--- Start of Source passage ---
# Recent Seperation



## MJW_01 (Jul 17, 2007)

I am writing now because I need a womans advice. Heres the issue-

My girlfriend (25 y/o) and I (32 y/o) have been together for four years now. I proposed to her two years ago and at first she said yes and then the next day said no. We now have a beautiful daughter together. She has brought up marriage however I now am extremely insecure about it because of the previous turndown. 

Now with the current situation- On Easter I came home and overheard a conversation (that i should not have heard) she was having with her friend. She told her that I was a bad father, and that she knew that i was cheating on her (which I was not) and that she had already arranged moving in with her mother. At that point I was extremely hurt and upset and proceeded to tell her that she could leave now and that there was no reason for her to stay. Needless to say she did not move out till the week of July 4th. Now she says that alot of it stemmed from me being gone all the time and not taking her feelings into consideration (guilty again). I currently own a security company and work nights. I was also doing sidework remoldeling a friends basement during the day for approximatly six weeks. During this time period she got the impression that I no longer wanted to be with her and that I was cheating on her. She also stated to me that I became more involved with my friends than i was with her, which i agree that i am guilty of. I began to really pull away and sink into my own little hole. I had asked her to stay but she seemed to have made up her mind stating that she could not take being put in second place anymore, which again i admit that i did. I love this woman with all my heart and truely want to work this out. I dont want my daughter to grow up without a stable home and family as i did. I guess my question now is what can i do to get her to trust that i am willing to change all this and get our relationship back on track? 

I just read (in two days) Men are from Mars, Women are from Venus. It gave me a lot of insight on what I had done wrong in the relationship, but told me nothing as far as what to do when a woman has given up on the relationship and moved out. I know I dont need her, but do want her in my life. She fills that void in my life when I feel that i have failed at everything else.


----------



## serendipity666 (Jul 16, 2007)

Hi
Im reminded that words are cheap and actions speak volumes. You have lost your way in your relationship. You admit you gave your time in other ways to others which for yourself is cool and valid but not for your G/F.

The book you mention my husband gave me a few years ago. Im not sure its supposed to be taken that seriously and I hope most of us woud know most of the basics anyway.

You are right, you dont need your G/F. The statement about void filling is a worry. Where is the void, when did that start and why do you need A other to fill your own void, I find that a bit puzzling. Conversly your girlfriend accuses you of putting her in second place to your friends, you even admit to being guilty of that. Sorry but your both wrong. You were wrong in thinking she wouldnt notice, care or put up with it. She was wrong to need you so much that not being number 1 in your world was enough to push her and didnt have enough going on within her own life to validate it.

You need to touch base with yourself, as does she. You both have high expectations and for whatever reason your falling short with each other. I would say have a chat wth her, take your portion of the blame which is 50%, no more and no less, you are not totally responsibility. Tell her you understand her resentment towards you, but you do care about her and your daughter and will always be there for them.

No pleading, wailing, promises of change but a positive approach to your own life is what is required. I know you want her but what she needs right now is detachment. Do not bombard her, just give her peace. Your daughter should be your priority above anyone else, including her mother, maybe put your energy into your child, it may make a difference. Whatever you do, do not come across as desperate or needy. More a man who knows he's been an idiot, who will start right now to change not just his words but his actions. Change for yourself though, no one else. If she does comeback, see it only as a bonus not the be all because its not..

serendipity


----------
--- End of Source passage ---
--- Start of Records supplied ---
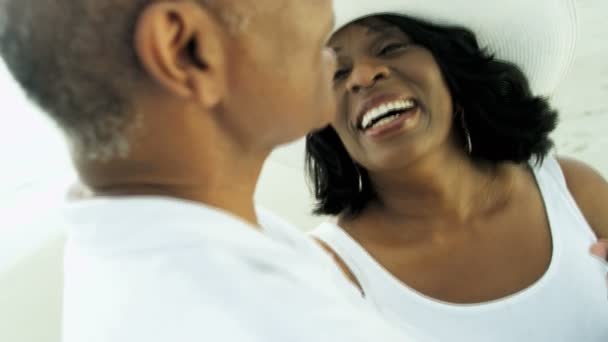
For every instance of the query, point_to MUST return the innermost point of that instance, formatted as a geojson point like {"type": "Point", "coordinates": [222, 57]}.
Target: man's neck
{"type": "Point", "coordinates": [211, 170]}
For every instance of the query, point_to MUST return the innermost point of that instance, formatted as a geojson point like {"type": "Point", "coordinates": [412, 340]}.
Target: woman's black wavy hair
{"type": "Point", "coordinates": [506, 121]}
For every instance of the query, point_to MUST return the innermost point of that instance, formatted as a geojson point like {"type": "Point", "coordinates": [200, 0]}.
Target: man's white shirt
{"type": "Point", "coordinates": [161, 269]}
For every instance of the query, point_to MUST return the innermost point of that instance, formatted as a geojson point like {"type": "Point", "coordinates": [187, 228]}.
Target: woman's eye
{"type": "Point", "coordinates": [390, 48]}
{"type": "Point", "coordinates": [340, 74]}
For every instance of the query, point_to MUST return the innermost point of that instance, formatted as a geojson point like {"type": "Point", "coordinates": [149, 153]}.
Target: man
{"type": "Point", "coordinates": [170, 108]}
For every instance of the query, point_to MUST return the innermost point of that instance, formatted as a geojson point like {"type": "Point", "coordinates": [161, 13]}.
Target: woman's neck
{"type": "Point", "coordinates": [449, 186]}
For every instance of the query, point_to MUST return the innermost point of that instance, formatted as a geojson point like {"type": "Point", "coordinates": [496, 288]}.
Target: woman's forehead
{"type": "Point", "coordinates": [370, 27]}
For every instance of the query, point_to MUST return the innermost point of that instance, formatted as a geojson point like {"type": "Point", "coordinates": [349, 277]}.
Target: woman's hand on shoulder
{"type": "Point", "coordinates": [590, 191]}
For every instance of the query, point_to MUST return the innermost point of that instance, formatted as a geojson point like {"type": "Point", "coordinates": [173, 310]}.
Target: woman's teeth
{"type": "Point", "coordinates": [385, 113]}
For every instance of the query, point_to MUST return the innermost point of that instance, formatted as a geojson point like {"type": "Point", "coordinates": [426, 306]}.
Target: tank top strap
{"type": "Point", "coordinates": [359, 262]}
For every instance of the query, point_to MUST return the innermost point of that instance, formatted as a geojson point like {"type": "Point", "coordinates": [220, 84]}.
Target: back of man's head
{"type": "Point", "coordinates": [76, 60]}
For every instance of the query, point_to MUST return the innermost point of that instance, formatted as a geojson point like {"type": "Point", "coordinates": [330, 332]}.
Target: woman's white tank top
{"type": "Point", "coordinates": [569, 302]}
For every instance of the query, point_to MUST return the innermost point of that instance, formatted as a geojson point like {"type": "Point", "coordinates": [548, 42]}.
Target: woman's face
{"type": "Point", "coordinates": [394, 106]}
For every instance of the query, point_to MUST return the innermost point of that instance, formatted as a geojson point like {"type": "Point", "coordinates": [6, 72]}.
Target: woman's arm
{"type": "Point", "coordinates": [590, 190]}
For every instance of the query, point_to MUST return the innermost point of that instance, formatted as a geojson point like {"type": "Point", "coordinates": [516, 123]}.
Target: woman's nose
{"type": "Point", "coordinates": [365, 75]}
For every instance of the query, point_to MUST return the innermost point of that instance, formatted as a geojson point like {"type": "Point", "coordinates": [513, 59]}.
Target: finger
{"type": "Point", "coordinates": [600, 249]}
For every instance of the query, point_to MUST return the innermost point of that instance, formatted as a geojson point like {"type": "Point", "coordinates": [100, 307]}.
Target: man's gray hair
{"type": "Point", "coordinates": [75, 59]}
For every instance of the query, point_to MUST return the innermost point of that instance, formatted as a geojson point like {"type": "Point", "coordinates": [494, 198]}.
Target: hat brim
{"type": "Point", "coordinates": [538, 36]}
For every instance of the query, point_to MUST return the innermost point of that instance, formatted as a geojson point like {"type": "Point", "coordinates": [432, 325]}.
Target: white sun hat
{"type": "Point", "coordinates": [539, 36]}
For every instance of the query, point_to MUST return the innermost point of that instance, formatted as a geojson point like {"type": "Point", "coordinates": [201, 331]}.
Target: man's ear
{"type": "Point", "coordinates": [182, 46]}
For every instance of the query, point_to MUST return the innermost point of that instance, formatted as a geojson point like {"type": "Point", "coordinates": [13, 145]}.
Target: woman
{"type": "Point", "coordinates": [452, 215]}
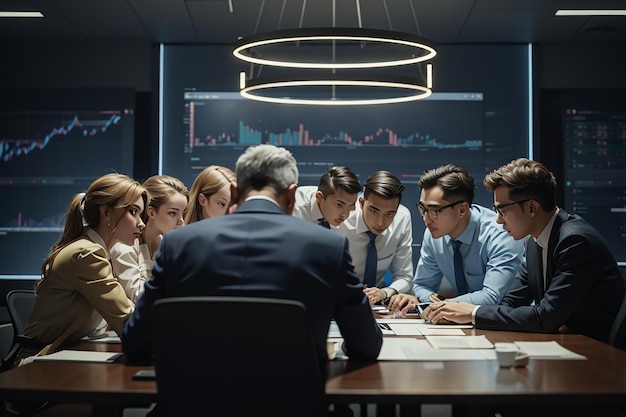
--- End of Records supplied ---
| Instructions |
a) According to the thread, what kind of company does the first poster own?
b) Reproduce the thread's text between "I am writing" and "the previous turndown.", inclusive.

| Solved tasks |
a) A security company.

b)
I am writing now because I need a womans advice. Heres the issue-

My girlfriend (25 y/o) and I (32 y/o) have been together for four years now. I proposed to her two years ago and at first she said yes and then the next day said no. We now have a beautiful daughter together. She has brought up marriage however I now am extremely insecure about it because of the previous turndown.